**Problem requirements**
Please rescale the entries from the line with "of the potted" through the end of the entries, writing out only those lines again, requests included, with every coordinate in the answers multiplied by 0.7 and rounded to a whole number, halves going up.

**Input data**
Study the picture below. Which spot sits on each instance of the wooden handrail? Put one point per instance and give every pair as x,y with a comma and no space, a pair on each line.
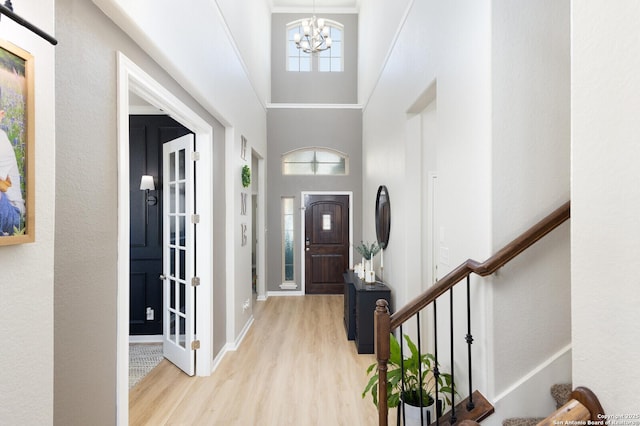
488,267
385,323
583,407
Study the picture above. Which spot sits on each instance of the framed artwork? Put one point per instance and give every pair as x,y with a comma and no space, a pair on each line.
17,185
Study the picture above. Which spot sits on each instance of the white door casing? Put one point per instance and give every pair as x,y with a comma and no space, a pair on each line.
178,266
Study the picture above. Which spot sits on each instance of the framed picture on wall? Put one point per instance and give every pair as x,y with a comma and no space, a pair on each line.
17,186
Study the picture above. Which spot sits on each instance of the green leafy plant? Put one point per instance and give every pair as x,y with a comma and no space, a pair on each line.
368,251
246,176
412,369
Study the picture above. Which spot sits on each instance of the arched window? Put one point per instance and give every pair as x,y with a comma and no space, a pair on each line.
315,161
329,60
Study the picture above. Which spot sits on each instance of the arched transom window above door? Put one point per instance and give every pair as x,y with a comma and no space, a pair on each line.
315,161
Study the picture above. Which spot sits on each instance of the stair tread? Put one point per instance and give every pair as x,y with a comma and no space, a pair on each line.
522,421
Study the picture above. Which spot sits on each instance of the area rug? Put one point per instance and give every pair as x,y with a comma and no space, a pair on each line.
143,357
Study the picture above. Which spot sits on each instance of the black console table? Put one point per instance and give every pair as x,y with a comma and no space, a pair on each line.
359,305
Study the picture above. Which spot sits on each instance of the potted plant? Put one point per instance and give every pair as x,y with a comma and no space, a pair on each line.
368,251
414,367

**Result below**
Study the picture above. Which spot sits on each instance of the potted plant? Put one point per instance and give every pair as x,y with a comma and no space, a pair on each line.
258,176
290,257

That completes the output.